## Task to complete
All material below is to be reproduced exactly.

·····

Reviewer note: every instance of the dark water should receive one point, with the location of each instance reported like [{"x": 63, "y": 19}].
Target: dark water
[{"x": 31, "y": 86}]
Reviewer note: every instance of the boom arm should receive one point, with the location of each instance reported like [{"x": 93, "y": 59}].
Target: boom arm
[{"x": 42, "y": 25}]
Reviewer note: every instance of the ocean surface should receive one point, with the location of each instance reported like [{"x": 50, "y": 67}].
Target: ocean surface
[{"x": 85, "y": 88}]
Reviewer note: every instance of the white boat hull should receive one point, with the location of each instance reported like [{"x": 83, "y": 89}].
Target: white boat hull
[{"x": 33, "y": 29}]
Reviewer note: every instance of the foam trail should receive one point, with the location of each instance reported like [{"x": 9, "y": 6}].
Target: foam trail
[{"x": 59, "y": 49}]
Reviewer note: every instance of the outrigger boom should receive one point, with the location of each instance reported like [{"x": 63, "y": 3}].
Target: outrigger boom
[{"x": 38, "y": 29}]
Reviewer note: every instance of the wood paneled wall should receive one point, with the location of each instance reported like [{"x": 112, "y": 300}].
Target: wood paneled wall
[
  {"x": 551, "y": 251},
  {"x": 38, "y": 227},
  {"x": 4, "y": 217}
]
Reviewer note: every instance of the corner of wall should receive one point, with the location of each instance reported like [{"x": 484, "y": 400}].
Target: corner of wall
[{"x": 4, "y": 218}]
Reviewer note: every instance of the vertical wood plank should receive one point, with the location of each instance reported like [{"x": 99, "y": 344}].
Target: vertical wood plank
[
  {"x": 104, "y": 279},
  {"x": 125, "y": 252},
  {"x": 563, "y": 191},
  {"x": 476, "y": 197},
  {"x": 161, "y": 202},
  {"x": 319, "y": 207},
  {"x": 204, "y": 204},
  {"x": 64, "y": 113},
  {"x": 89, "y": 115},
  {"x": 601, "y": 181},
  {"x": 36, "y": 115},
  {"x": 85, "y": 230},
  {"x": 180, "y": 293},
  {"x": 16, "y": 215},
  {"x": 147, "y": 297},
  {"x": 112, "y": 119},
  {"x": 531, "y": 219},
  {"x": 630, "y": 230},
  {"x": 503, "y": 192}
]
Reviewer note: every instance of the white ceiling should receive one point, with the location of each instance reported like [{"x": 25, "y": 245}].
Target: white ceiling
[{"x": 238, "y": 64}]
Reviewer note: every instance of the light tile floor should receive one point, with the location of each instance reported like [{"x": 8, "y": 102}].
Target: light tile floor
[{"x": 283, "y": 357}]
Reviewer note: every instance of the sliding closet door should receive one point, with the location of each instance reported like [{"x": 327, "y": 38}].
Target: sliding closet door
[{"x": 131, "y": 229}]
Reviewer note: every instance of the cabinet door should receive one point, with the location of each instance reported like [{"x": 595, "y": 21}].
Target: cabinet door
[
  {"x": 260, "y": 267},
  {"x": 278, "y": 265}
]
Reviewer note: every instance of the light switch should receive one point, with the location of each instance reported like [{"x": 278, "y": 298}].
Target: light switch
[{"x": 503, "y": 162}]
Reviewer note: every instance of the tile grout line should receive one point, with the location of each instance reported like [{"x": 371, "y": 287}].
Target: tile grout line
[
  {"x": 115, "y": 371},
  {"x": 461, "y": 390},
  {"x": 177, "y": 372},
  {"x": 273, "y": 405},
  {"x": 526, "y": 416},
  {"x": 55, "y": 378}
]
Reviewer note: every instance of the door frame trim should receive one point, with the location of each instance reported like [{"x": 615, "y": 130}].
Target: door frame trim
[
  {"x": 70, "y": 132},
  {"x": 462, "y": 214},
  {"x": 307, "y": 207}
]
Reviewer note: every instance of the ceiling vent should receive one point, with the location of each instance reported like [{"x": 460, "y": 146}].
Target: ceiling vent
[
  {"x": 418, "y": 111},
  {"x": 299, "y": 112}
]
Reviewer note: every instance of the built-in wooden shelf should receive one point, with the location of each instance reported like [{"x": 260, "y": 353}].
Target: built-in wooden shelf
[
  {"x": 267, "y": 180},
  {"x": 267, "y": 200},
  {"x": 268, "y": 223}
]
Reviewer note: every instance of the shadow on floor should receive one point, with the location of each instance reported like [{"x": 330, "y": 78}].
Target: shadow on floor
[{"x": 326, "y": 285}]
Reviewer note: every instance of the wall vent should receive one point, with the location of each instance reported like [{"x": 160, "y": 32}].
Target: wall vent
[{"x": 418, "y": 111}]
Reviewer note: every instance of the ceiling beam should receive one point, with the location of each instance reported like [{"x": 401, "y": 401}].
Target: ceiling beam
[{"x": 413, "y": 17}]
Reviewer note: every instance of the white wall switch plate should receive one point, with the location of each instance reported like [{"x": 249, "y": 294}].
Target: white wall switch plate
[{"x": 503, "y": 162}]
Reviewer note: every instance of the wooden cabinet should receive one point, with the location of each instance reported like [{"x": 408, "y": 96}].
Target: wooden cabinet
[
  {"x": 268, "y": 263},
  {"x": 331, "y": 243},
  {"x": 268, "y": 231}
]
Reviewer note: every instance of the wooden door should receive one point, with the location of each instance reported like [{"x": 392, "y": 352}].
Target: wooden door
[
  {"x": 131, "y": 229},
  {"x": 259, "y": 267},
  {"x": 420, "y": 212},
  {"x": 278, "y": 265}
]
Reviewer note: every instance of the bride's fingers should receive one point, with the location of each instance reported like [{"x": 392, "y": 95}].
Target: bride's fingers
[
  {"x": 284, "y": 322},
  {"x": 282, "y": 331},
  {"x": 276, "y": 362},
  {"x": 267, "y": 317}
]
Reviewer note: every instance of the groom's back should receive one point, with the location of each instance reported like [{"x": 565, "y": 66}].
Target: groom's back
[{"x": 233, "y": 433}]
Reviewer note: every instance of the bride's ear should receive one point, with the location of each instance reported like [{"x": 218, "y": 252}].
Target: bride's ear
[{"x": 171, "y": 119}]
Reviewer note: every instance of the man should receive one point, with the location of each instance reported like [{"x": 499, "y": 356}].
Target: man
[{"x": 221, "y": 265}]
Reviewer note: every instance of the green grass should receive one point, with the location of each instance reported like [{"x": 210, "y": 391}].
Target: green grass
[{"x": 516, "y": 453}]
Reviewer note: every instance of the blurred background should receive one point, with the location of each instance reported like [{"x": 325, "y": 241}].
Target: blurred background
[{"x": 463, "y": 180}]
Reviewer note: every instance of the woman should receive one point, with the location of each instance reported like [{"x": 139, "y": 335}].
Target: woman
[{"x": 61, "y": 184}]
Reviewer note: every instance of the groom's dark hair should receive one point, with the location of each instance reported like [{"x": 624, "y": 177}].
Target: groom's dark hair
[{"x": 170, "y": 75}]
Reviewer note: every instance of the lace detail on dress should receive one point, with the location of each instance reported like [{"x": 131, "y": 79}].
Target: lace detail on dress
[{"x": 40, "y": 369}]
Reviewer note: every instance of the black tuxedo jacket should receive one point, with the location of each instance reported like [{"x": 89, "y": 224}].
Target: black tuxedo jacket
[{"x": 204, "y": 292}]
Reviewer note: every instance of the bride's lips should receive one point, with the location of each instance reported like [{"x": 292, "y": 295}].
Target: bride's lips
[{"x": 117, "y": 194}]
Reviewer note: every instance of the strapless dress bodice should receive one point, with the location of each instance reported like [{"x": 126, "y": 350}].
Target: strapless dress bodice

·····

## Solution
Reviewer note: every instance of the dark water should receive one point, with the location of each instance reported like [{"x": 63, "y": 19}].
Target: dark water
[{"x": 31, "y": 86}]
Reviewer note: every instance of the boom arm should receive one point, with the location of each instance reported like [{"x": 93, "y": 59}].
Target: boom arm
[{"x": 42, "y": 25}]
Reviewer note: every instance of the ocean surface should receive one point, with the location of each instance reported like [{"x": 50, "y": 67}].
Target: ocean surface
[{"x": 85, "y": 88}]
Reviewer note: every instance of the white boat hull should receive one point, with the location of each instance reported like [{"x": 83, "y": 89}].
Target: white boat hull
[{"x": 33, "y": 29}]
Reviewer note: every instance of the foam trail should receive one point, with the location of each instance reported like [{"x": 9, "y": 6}].
Target: foam trail
[{"x": 59, "y": 49}]
Reviewer note: every instance of the outrigger boom should receive one point, with the location of each instance reported like [{"x": 63, "y": 3}].
Target: outrigger boom
[{"x": 38, "y": 29}]
Reviewer note: every instance of the wood paneled wall should receive one point, with the location of each instance reported like [{"x": 112, "y": 300}].
Target: wood paneled wall
[
  {"x": 551, "y": 251},
  {"x": 38, "y": 227},
  {"x": 4, "y": 217}
]
Reviewer note: every instance of the corner of wall should receive one point, with the location of each instance reported like [{"x": 484, "y": 400}].
Target: corner of wall
[{"x": 4, "y": 218}]
Reviewer note: every instance of the vertical wood plank should receive one point, with the location of each instance reported like [{"x": 99, "y": 344}].
Target: vertical wood plank
[
  {"x": 104, "y": 279},
  {"x": 125, "y": 252},
  {"x": 563, "y": 191},
  {"x": 476, "y": 197},
  {"x": 161, "y": 202},
  {"x": 319, "y": 207},
  {"x": 204, "y": 204},
  {"x": 64, "y": 113},
  {"x": 89, "y": 115},
  {"x": 601, "y": 181},
  {"x": 36, "y": 115},
  {"x": 85, "y": 230},
  {"x": 180, "y": 293},
  {"x": 16, "y": 215},
  {"x": 147, "y": 297},
  {"x": 112, "y": 119},
  {"x": 531, "y": 219},
  {"x": 630, "y": 230},
  {"x": 503, "y": 192}
]
Reviewer note: every instance of the white ceiling should receive one point, with the location of each instance reported like [{"x": 25, "y": 245}].
Target: white ceiling
[{"x": 238, "y": 64}]
Reviewer note: every instance of the light tile floor should receive one point, with the location of each instance reported like [{"x": 8, "y": 102}].
Target: light tile floor
[{"x": 283, "y": 357}]
Reviewer note: every instance of the sliding closet door should receive one point, with the location of each instance reported like [{"x": 327, "y": 38}].
Target: sliding closet door
[{"x": 131, "y": 229}]
Reviewer note: every instance of the cabinet door should receive one point, with the location of each instance reported like [{"x": 595, "y": 21}].
Target: cabinet door
[
  {"x": 260, "y": 267},
  {"x": 278, "y": 265}
]
Reviewer note: every instance of the light switch should receive one point, with the location of each instance reported like [{"x": 278, "y": 298}].
Target: light switch
[{"x": 503, "y": 162}]
Reviewer note: every instance of the tile grout line should receive one point, with the location of each instance reported like [{"x": 371, "y": 287}].
Target: tile grout line
[
  {"x": 115, "y": 371},
  {"x": 461, "y": 390},
  {"x": 177, "y": 372},
  {"x": 273, "y": 405},
  {"x": 526, "y": 416},
  {"x": 55, "y": 378}
]
Reviewer note: every instance of the door frame trim should receive one point, with the location of each instance reported like [{"x": 615, "y": 130}].
Target: door frame trim
[
  {"x": 70, "y": 132},
  {"x": 462, "y": 214},
  {"x": 307, "y": 207}
]
Reviewer note: every instance of the ceiling vent should receive one point, with the location of each instance reported like [{"x": 460, "y": 146}].
Target: ceiling vent
[
  {"x": 418, "y": 111},
  {"x": 299, "y": 112}
]
Reviewer note: every instance of the built-in wooden shelf should receive one point, with the location of each instance reported like [{"x": 260, "y": 353}].
Target: built-in wooden shelf
[
  {"x": 267, "y": 180},
  {"x": 267, "y": 200},
  {"x": 268, "y": 223}
]
Reviewer note: every instance of the shadow on floor should receive one point, with the location of each instance reported like [{"x": 330, "y": 78}].
Target: shadow on floor
[{"x": 326, "y": 285}]
Reviewer note: every instance of the wall vent should receive one point, with the location of each instance reported like [{"x": 160, "y": 32}].
Target: wall vent
[{"x": 418, "y": 111}]
Reviewer note: every instance of the ceiling beam should receive one point, with the location of each instance reported like [{"x": 401, "y": 401}].
Target: ceiling beam
[{"x": 413, "y": 17}]
Reviewer note: every instance of the white wall switch plate should receive one point, with the location of each instance reported like [{"x": 249, "y": 294}].
Target: white wall switch plate
[{"x": 503, "y": 162}]
Reviewer note: every instance of the wooden cabinet should receive one point, with the location of each instance reported like [{"x": 408, "y": 96}].
Target: wooden cabinet
[
  {"x": 268, "y": 263},
  {"x": 331, "y": 243},
  {"x": 268, "y": 231}
]
Reviewer note: every instance of the wooden door should receive one point, with the location of each instance reported like [{"x": 392, "y": 352}].
Target: wooden door
[
  {"x": 131, "y": 229},
  {"x": 259, "y": 267},
  {"x": 420, "y": 212},
  {"x": 278, "y": 265}
]
Reviewer note: every instance of the bride's fingers should receive one point, with the location of each instance reported like [{"x": 392, "y": 95}].
Target: bride's fingers
[
  {"x": 284, "y": 322},
  {"x": 282, "y": 331},
  {"x": 276, "y": 362},
  {"x": 267, "y": 317}
]
Reviewer note: every instance of the groom's back should receive one point, with the location of each instance reported like [{"x": 565, "y": 66}].
Target: groom's back
[{"x": 233, "y": 433}]
Reviewer note: every instance of the bride's ear should receive one point, with the location of each instance reported like [{"x": 218, "y": 252}].
Target: bride's ear
[{"x": 171, "y": 119}]
Reviewer note: every instance of the man should receive one point, with the location of each instance reported like [{"x": 499, "y": 356}].
Target: man
[{"x": 221, "y": 265}]
Reviewer note: every instance of the green grass should receive one point, with the location of each instance reported like [{"x": 210, "y": 391}].
Target: green grass
[{"x": 516, "y": 453}]
Reviewer note: every instance of the blurred background should receive one point, with the location of each instance reported like [{"x": 325, "y": 241}].
Target: blurred background
[{"x": 463, "y": 180}]
Reviewer note: every instance of the woman should receive one point, with the location of each instance reported like [{"x": 139, "y": 335}].
Target: woman
[{"x": 61, "y": 184}]
Reviewer note: every instance of the groom's dark hair should receive one point, with the location of each instance reported like [{"x": 624, "y": 177}].
Target: groom's dark hair
[{"x": 170, "y": 75}]
Reviewer note: every instance of the lace detail on dress should receive one point, with the location of each instance reported like [{"x": 131, "y": 79}].
Target: lace detail on dress
[{"x": 40, "y": 369}]
Reviewer note: every instance of the black tuxedo jacket should receive one point, with the location of each instance reported like [{"x": 89, "y": 224}].
Target: black tuxedo jacket
[{"x": 204, "y": 292}]
Reviewer note: every instance of the bride's lips should receive one point, with the location of each instance reported like [{"x": 292, "y": 295}].
Target: bride's lips
[{"x": 117, "y": 194}]
Reviewer note: every instance of the strapless dress bodice should receive one point, with the location of each instance reported like [{"x": 126, "y": 350}].
Target: strapless dress bodice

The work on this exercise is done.